» 引用文:
+ + + + +

存在そのものは否定されることはないこと
僕が心理学を学んだ先生の好きなエピソードがあります。
これは「本当の気持ちはちゃんと相手に伝わる」ということを教えてくれるエピソードかもしれません。
その先生は、
「そのままでは世に出すと心配な生徒達」がいる学校で先生をしていたそうです。
その表現がおもしろかったので、そのままの引用してますが、やんちゃな生徒が多い学校だったそうです。
そこに毎日学校に遅れてくるし、禁止されているバイクで通学をしてくるやんちゃな生徒がいたそうです。
他の先生達は、遅刻をやめさせようと、バイク通学をやめさせようと
頭ごなしの説教を毎回していたそうです。
それでも彼は聞く耳も持たずに、相変わらずな毎日を過ごしていました。
ある冬、その先生の授業の日に、
授業が始まっている教室の扉を開けて、彼はいつものように遅刻して来ました。
しかし、その先生は
「おはよう!遅かったから心配したで、はよ座り、そんなところ立ってたら体冷えるで!暖まり!」
と自分の息子を心配するような口調で言ったそうです。
すると毎回のように他の先生にされているように怒られると思っていた彼は、
戸惑ってしまったのか
「意味わかんねぇよ」とつぶやき少し照れながら、席に座ったそうです。
でも、それから彼は、その先生の授業は遅刻することなく、バイクも学校まで来ることはせずに、近くの駐輪所に止めてから来るようになったそうです。

+ + + + +

» データ内容:

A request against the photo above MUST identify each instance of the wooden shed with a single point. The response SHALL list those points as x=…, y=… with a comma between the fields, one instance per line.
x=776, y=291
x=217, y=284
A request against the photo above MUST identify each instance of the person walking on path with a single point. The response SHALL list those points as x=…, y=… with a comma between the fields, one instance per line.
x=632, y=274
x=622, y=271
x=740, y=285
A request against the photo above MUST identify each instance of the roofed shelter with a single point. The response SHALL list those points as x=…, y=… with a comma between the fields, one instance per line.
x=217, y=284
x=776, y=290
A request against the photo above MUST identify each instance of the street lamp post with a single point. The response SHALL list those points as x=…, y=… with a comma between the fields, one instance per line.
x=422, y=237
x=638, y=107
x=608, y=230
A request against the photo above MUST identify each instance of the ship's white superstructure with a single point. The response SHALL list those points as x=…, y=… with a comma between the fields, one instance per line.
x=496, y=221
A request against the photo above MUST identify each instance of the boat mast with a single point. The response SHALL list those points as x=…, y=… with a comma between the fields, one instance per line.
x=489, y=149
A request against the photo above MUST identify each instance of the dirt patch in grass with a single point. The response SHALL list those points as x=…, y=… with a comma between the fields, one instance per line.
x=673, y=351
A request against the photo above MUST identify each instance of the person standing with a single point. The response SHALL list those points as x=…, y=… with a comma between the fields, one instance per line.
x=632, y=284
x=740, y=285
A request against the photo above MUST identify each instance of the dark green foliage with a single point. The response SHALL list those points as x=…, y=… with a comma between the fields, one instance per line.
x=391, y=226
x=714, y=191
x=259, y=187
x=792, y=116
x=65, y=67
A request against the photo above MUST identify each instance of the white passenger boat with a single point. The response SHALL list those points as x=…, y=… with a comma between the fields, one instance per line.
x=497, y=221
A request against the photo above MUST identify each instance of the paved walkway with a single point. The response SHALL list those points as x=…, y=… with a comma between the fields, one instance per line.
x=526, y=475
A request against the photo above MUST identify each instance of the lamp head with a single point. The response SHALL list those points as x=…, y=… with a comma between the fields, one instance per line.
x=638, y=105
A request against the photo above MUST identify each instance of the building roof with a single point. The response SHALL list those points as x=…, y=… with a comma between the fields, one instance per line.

+ + + + +

» 課題: 引用文の「そこに毎日学校に遅れてくるし」から「と自分の息子を心配するような口調で言ったそうです。」まで（両端を含む）を、「バイク」を「自転車」に置き換えて書き出してもらえますか？

» 解答:
そこに毎日学校に遅れてくるし、禁止されている自転車で通学をしてくるやんちゃな生徒がいたそうです。
他の先生達は、遅刻をやめさせようと、自転車通学をやめさせようと
頭ごなしの説教を毎回していたそうです。
それでも彼は聞く耳も持たずに、相変わらずな毎日を過ごしていました。
ある冬、その先生の授業の日に、
授業が始まっている教室の扉を開けて、彼はいつものように遅刻して来ました。
しかし、その先生は
「おはよう!遅かったから心配したで、はよ座り、そんなところ立ってたら体冷えるで!暖まり!」
と自分の息子を心配するような口調で言ったそうです。